**本文の抜粋:**
________________

衛星の「肺」=電力を蓄えて吐き出す電源系
次に訪れたのは、福岡市西区にある昭和電気研究所。同社が担うのは衛星の電源系だ。主幹技師の古賀圭さんは「電気を得て、蓄えて、配分する部分」と、衛星における同社の役割を説明する。具体的には太陽電池パネル(SAP)、SAPで得た電力を蓄えるバッテリー、その電源を制御するユニット(PCU)、姿勢を制御するユニット(ACU)。さらに衛星全体のセンサー類などをつなぐ配線を担当している。
太陽電池パネル以外の機器類は、バス部と呼ばれる衛星本体の中にある。大きく開くアンテナのような派手さはないけれど、電力がなければ衛星は機能できない。その意味では心臓部とも言えるし、「電気を蓄えて吐き出す『肺』のようなものではないか」と営業部の久原彰太さんは例える。
特に今回の小型SAR衛星は、衛星から強い電波(マイクロ波)を発射し、地上から跳ね返ってきた電波を受信することで昼夜天候問わず24時間観測する。宇宙空間から地上まで強力な電波を出すためには、大きな電力が必要だ。

________________

**保存済みの行:**
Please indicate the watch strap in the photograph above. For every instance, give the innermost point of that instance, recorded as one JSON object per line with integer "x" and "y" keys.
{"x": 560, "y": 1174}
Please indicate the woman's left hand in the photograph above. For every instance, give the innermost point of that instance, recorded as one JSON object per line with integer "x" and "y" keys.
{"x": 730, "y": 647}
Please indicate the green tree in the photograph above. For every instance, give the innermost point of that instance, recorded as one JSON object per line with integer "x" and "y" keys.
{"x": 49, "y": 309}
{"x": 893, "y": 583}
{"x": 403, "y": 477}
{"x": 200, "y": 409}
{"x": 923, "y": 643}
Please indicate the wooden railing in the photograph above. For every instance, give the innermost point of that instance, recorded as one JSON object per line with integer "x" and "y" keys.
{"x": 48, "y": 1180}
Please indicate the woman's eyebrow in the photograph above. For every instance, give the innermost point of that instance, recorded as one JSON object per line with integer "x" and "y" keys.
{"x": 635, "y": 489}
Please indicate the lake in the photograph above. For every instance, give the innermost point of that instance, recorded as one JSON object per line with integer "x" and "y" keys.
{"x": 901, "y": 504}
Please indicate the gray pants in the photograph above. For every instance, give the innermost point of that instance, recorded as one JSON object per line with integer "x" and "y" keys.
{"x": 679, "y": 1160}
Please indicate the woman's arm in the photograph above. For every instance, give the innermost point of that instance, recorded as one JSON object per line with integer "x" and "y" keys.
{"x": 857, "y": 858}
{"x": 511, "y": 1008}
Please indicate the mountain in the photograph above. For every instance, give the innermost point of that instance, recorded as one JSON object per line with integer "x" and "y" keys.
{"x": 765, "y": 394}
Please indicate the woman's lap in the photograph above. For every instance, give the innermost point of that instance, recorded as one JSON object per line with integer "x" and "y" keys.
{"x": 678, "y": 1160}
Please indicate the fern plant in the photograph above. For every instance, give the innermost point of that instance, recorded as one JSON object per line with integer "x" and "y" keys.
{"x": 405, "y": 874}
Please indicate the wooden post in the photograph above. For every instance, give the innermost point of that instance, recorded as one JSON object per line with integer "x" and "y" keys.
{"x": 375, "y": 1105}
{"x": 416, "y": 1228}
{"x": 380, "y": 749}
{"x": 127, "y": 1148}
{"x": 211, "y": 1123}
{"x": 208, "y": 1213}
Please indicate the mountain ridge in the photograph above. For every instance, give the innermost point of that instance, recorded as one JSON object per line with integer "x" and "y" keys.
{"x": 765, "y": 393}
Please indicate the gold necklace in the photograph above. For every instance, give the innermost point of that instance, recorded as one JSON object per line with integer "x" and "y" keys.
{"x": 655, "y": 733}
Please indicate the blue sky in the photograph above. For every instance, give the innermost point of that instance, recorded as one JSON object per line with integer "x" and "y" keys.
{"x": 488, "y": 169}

________________

**練習問題:**
- 1) 「railing」という文字列を含むレコードの行をすべて見つけ、そのまま書き写しなさい。大文字と小文字は区別すること。
- 2) 衛星の電源系を扱った本文を、最後の文に続けて書き継ぎなさい。
本文とレコードは、それぞれ別の出典から取られている。

**期待される結果:**
- 1)
Please indicate the wooden railing in the photograph above. For every instance, give the innermost point of that instance, recorded as one JSON object per line with integer "x" and "y" keys.

- 2)
昭和電気研究所は、2004年に九州小型衛星の会に参加。九州大学学生の人工衛星開発支援をスタートし、JAXAなどからの発注を受けて国際宇宙ステーション(ISS)での実験装置を作り(2011年打ち上げ)、2014年に打ち上げられた九州大学を中心とした50kg級小型衛星プロジェクトQSAT-EOSでも電源系を担うなど、宇宙ミッションの経験と実績ある企業。
さらに、振動環境については、ロケット打ち上げ時の数分間の環境よりも格段に厳しい、レース用二輪車などモータースポーツ向けに採用された電源系機器に対しても知見がある。産業機器用の複雑な電源制御を含め約30年の実績や経験が、今回のSAR衛星に投入されている。
実現すれば画期的――性能の高いマイコンを新採用
ところが、地上でも宇宙でも経験豊富な同社が、初めて直面する課題があった。
「(今回のように)大電力が必要な衛星の経験はほとんどなかった。マイクロ波を発信するには相当電力が必要になる。つまり電源が肝であり、ちゃんと機能しないと電波が出せないとマイクロ波機器担当の参画企業の方にも言われました」(古賀さん)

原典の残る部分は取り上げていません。